+++ Extrait du document

Entre une passion décoiffante et un amour doux, rassurant et réconfortant, comment se fixer ? Choisir, est-ce forcément renoncer ? Quand plonger, finalement ?

C’est à toutes ces grandes et non moins éternelles questions que l’autrice, animatrice et comédienne Valérie Chevalier s’attaque dans ses Certitudes vagabondes, septième opus à la fois romantique et littéraire, idéaliste et introspectif, truffé de pistes et d’autant de culs-de-sac, publié chez Hurtubise ces jours-ci.

En un mot : comment savoir quand on a trouvé le bon, la bonne, cette personne avec qui on veut vraiment faire un petit bout de chemin (d’éternité) ?

Si ces interrogations existentielles vous soûlent, passez votre tour. Mais si, au contraire, vous logez à la même adresse et carburez à ces pérégrinations, sachez que vous allez être copieusement (poétiquement ?) servi.

Le livre tourne et retourne en effet la question sous tous ses angles, sur près de 250 pages, en partant de l’histoire d’une trentenaire, en quête d’un certain idéal amoureux. Un absolu, si on veut. « Un chef-d’œuvre, sinon rien », pour paraphraser Alexandre Jardin, l’idole de la narratrice... et de l’autrice.

++++++
+++ Données fournies

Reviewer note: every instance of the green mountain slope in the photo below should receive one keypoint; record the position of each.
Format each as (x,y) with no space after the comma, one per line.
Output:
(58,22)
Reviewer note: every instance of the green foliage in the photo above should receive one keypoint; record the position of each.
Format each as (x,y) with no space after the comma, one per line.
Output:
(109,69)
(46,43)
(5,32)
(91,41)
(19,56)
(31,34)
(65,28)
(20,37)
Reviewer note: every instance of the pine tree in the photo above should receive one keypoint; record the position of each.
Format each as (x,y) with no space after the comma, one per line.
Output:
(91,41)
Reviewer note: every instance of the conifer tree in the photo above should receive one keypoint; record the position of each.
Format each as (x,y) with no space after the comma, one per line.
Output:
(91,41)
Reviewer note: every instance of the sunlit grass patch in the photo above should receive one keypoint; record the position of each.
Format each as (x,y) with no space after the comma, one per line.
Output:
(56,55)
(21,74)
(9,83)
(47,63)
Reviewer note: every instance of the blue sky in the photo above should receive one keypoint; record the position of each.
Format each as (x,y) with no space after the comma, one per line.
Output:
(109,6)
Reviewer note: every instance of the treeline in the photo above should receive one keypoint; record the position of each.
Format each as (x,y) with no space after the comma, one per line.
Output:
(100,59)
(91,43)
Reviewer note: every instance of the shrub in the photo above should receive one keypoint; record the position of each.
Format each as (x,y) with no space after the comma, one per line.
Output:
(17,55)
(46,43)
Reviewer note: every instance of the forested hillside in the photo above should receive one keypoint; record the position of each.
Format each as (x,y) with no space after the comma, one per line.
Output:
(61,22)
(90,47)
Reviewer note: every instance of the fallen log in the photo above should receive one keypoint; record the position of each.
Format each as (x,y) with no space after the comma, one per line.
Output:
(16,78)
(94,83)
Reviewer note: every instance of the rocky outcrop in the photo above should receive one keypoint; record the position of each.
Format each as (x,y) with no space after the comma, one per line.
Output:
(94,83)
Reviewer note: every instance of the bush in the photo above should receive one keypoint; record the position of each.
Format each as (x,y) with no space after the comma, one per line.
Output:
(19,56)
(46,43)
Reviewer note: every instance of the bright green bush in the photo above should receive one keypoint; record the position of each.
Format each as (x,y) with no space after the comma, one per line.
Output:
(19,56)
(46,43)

++++++

**Consigne**
Poursuivez la critique des Certitudes vagabondes de Valérie Chevalier à partir de sa dernière phrase.

**Réponse attendue**
Valérie Chevalier ne le cache pas : ce roman, à mi-chemin entre le récit et l’essai, est largement inspiré de sa vie. « C’est assumé », confirme-t-elle d’emblée, en nous faisant un espresso bien serré, dans son petit appartement du Plateau, qui ressemble drôlement à celui qu’on s’imaginait. Il faut dire qu’il est la scène de bien des déchirures dans le texte.

Douce relation

C’est que les « certitudes » et idées de grandeur de sa narratrice sont ici mises à mal quand elle se retrouve un jour en douce relation, sans passion. L’homme choisi la séduit à l’usage, dans son quotidien (et cet appartement), à coup de petites attentions et autres bonheurs simples. D’où sa question : est-ce le bon ? Une question d’autant plus délicate que la mi-trentaine approchant, son envie de fonder une famille se fait de plus en plus pressante. « Comment concilier cette envie de passion, dit l’autrice, en allusion à Jardin, avec le désir de fonder une famille et bâtir sur le long terme ? »

« Suis-je en train de trahir la grande amoureuse, passionnée, irréductible », demandera-t-elle, dans une envolée parmi tant d’autres, que ne renieraient pas toutes les Carrie Bradshaw (Sex and the City) parmi nous. Elle revient ce faisant sur plusieurs passions de son passé, des rencontres « vagabondes » aussi vivifiantes qu’éphémères, certes, mais qui ont néanmoins fait d’elle la femme qu’elle est aujourd’hui.

« Ce livre s’inscrit dans la lignée du Vacarme des possibles [2021], reprend Valérie Chevalier. C’est dans le même esprit, plus collé sur moi. [...] Il y a un côté mise à nu. » Complètement assumé, on l’a dit. Plusieurs lecteurs se reconnaîtront assurément dans ses réflexions : « Le prince charmant, dans les livres de princesses, illustre-t-elle, il arrive toujours dans une passion foudroyante. C’est une certitude. Mais dans la vie, il y a plus de nuances ! Est-ce que c’est parce que je n’ai pas encore rencontré le bon ? »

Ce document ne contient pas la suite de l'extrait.